▶ _Written task_:
Please reproduce the records starting at the line containing "Where can the man wearing blue" and ending at the line containing "point(166, 246)", swapping "loose rock" for "loose stone" and leaving everything else unchanged.

▶ _Records provided_:
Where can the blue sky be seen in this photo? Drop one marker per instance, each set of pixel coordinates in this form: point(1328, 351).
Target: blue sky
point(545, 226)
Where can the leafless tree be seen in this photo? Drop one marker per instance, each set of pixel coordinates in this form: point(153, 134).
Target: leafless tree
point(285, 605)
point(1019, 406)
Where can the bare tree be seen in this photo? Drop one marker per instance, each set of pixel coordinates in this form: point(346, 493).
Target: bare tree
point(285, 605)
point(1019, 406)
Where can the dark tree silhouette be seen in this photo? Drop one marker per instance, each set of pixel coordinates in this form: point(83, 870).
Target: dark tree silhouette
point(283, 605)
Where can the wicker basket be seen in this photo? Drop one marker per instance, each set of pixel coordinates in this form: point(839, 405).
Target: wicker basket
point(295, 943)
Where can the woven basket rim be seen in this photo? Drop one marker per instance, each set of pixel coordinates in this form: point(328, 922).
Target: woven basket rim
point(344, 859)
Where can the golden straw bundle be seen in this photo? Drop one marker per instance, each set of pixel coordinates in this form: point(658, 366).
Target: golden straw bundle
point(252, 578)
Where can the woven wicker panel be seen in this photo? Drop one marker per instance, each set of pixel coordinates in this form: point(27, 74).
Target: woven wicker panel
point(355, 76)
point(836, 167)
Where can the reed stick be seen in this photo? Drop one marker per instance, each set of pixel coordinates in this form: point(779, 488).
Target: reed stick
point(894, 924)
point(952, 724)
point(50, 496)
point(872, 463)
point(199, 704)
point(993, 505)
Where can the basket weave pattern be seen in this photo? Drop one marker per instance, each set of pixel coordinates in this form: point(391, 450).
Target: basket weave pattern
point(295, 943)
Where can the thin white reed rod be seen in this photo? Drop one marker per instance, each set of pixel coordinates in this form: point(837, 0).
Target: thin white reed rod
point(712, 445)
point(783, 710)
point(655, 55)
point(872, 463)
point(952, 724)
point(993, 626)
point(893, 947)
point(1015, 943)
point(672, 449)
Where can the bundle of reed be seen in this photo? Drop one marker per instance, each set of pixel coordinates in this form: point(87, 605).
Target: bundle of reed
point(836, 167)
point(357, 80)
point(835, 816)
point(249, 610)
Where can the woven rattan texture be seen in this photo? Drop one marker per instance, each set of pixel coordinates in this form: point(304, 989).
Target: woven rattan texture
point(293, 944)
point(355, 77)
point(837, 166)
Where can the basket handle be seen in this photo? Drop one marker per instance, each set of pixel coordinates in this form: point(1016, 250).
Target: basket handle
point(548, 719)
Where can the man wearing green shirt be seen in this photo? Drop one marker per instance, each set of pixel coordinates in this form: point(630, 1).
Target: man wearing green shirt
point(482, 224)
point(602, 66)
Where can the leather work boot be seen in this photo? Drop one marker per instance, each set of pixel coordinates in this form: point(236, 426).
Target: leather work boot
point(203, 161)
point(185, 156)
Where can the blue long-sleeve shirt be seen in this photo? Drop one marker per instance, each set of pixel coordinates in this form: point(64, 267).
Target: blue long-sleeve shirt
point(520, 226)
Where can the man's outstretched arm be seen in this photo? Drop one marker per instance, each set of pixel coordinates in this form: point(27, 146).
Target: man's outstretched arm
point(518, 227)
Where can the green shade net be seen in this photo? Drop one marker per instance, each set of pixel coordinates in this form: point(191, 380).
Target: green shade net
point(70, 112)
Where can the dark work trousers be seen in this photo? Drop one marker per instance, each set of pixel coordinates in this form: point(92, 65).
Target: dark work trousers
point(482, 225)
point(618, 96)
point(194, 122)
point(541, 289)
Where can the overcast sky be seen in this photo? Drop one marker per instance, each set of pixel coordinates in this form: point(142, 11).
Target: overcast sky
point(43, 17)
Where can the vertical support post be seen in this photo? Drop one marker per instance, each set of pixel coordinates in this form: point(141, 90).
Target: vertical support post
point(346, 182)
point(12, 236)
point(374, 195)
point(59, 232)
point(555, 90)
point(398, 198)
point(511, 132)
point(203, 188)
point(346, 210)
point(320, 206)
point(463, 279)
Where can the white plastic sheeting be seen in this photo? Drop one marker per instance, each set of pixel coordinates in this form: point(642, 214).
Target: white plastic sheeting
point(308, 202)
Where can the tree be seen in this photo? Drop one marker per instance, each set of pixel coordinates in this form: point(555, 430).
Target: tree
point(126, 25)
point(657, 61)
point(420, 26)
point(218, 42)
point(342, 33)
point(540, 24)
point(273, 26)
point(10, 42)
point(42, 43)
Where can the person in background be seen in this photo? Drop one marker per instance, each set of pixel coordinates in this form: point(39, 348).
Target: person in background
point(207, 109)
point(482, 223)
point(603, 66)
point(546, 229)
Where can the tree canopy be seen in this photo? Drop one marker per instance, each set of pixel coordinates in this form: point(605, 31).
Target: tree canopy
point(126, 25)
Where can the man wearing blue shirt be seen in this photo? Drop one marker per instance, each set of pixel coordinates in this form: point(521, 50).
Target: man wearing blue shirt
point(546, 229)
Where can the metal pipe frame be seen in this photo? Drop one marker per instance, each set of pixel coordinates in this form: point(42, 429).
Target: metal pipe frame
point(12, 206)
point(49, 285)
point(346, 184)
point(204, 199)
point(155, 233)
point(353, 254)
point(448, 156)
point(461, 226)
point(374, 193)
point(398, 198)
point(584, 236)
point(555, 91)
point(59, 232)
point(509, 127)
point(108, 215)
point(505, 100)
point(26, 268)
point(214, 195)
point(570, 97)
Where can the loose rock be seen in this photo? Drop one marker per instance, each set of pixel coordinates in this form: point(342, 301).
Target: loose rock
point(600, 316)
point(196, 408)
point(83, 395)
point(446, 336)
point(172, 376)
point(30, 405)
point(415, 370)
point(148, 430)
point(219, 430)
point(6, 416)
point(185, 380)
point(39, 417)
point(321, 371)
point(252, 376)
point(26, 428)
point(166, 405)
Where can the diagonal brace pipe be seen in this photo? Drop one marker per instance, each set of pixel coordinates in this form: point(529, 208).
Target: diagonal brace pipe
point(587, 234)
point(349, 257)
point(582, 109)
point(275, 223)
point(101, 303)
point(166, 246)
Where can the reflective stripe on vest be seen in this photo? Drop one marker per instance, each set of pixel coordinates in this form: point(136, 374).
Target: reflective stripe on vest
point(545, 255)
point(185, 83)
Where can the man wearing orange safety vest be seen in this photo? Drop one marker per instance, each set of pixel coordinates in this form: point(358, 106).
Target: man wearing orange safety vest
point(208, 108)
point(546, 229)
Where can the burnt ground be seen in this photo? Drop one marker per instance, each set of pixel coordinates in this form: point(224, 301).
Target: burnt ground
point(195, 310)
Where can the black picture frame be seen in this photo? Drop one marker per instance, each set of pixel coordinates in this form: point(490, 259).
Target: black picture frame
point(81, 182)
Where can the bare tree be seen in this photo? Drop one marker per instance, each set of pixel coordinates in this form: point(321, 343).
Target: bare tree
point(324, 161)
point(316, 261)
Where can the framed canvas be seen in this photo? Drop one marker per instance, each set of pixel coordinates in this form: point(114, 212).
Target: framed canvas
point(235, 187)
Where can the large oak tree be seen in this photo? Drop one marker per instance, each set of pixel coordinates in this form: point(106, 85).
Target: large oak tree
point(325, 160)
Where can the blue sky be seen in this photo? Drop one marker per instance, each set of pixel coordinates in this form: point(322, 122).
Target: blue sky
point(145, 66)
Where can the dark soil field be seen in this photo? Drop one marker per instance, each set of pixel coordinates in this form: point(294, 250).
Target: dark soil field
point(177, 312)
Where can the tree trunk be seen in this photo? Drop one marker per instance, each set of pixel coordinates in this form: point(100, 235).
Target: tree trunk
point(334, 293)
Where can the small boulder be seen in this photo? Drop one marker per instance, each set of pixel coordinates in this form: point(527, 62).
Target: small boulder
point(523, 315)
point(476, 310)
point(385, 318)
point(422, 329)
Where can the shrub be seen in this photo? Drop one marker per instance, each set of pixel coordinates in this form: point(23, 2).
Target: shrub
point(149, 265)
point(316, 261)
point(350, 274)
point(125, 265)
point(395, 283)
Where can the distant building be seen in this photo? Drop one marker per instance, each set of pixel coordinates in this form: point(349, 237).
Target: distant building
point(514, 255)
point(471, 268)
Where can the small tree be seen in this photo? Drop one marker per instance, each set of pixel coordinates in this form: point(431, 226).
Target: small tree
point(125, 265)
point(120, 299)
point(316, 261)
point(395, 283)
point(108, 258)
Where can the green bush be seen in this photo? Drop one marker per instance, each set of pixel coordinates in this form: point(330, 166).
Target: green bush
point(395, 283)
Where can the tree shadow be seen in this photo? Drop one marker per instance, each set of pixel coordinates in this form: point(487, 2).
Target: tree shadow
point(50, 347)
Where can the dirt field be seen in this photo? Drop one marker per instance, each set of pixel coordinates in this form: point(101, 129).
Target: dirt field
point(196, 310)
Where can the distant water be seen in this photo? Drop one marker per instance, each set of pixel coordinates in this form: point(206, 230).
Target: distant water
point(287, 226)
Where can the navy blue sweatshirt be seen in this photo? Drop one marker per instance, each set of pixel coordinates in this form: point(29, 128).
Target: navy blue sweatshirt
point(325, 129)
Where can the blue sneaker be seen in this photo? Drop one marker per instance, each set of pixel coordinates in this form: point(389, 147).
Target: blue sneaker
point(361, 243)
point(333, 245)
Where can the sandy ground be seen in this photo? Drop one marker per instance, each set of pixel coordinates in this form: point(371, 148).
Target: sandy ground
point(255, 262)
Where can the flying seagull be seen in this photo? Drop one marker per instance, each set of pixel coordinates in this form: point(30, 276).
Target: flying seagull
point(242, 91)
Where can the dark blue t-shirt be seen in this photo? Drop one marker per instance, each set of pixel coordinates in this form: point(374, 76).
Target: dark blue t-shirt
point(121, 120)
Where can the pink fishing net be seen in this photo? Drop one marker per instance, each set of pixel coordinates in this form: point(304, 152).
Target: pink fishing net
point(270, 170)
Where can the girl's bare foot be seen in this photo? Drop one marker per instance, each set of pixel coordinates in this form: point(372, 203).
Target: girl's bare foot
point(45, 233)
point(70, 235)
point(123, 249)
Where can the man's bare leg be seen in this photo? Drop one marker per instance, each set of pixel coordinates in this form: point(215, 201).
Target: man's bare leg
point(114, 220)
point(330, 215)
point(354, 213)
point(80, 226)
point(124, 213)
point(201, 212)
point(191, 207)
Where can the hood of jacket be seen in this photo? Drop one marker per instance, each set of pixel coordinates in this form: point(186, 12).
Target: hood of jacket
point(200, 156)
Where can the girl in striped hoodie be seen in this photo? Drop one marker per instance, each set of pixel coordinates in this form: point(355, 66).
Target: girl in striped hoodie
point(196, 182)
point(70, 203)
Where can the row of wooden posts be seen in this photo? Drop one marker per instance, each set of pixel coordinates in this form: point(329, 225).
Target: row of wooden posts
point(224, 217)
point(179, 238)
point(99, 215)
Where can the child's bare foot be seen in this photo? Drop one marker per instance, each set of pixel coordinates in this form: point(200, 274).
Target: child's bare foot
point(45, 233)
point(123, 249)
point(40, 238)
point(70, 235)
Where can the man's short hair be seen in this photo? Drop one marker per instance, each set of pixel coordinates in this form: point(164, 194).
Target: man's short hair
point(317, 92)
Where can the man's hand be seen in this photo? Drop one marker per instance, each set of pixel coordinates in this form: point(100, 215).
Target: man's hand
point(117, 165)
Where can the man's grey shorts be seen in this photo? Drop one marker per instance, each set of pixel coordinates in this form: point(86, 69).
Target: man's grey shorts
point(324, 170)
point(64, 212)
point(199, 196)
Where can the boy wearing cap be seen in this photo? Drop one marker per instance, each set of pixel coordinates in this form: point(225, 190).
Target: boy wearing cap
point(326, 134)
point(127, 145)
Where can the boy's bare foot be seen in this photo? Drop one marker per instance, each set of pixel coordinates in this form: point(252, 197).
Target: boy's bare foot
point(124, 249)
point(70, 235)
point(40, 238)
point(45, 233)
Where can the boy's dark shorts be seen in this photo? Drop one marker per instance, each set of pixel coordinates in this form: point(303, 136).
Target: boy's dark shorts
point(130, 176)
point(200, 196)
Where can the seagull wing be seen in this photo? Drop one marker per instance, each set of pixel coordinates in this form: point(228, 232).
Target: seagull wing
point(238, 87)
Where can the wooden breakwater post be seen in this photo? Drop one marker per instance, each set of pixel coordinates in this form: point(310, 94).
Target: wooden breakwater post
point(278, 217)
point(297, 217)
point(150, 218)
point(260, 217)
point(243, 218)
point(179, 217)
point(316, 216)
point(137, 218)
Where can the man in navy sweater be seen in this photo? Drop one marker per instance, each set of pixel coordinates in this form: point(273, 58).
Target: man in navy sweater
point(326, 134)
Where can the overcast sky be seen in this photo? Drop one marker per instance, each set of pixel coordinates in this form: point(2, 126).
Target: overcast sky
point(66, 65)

▶ _Answer to the exercise_:
Where can the man wearing blue shirt be seen in this photo? Drop one marker per instance, each set of pixel coordinates in this form: point(521, 50).
Target: man wearing blue shirt
point(546, 229)
Where can the metal pipe frame be seen in this photo? Drop one marker per instance, each set of pixel coordinates in this form: point(42, 429).
Target: metal pipe frame
point(12, 206)
point(49, 285)
point(346, 184)
point(204, 199)
point(155, 233)
point(353, 254)
point(448, 156)
point(461, 226)
point(374, 193)
point(398, 198)
point(584, 236)
point(555, 91)
point(59, 232)
point(509, 127)
point(108, 215)
point(505, 100)
point(26, 268)
point(214, 195)
point(570, 97)
Where can the loose stone be seen in this photo? Drop one marker per instance, each set of pixel coordinates in this form: point(342, 301).
Target: loose stone
point(600, 316)
point(196, 408)
point(83, 395)
point(446, 336)
point(172, 376)
point(30, 405)
point(415, 370)
point(148, 430)
point(219, 430)
point(6, 416)
point(185, 380)
point(39, 417)
point(321, 371)
point(252, 376)
point(26, 428)
point(166, 405)
Where can the diagonal brace pipe be seen in this photo? Drop one marker per instance, each set of pixel coordinates in this form: point(529, 208).
Target: diagonal brace pipe
point(587, 234)
point(349, 257)
point(582, 109)
point(275, 223)
point(101, 303)
point(166, 246)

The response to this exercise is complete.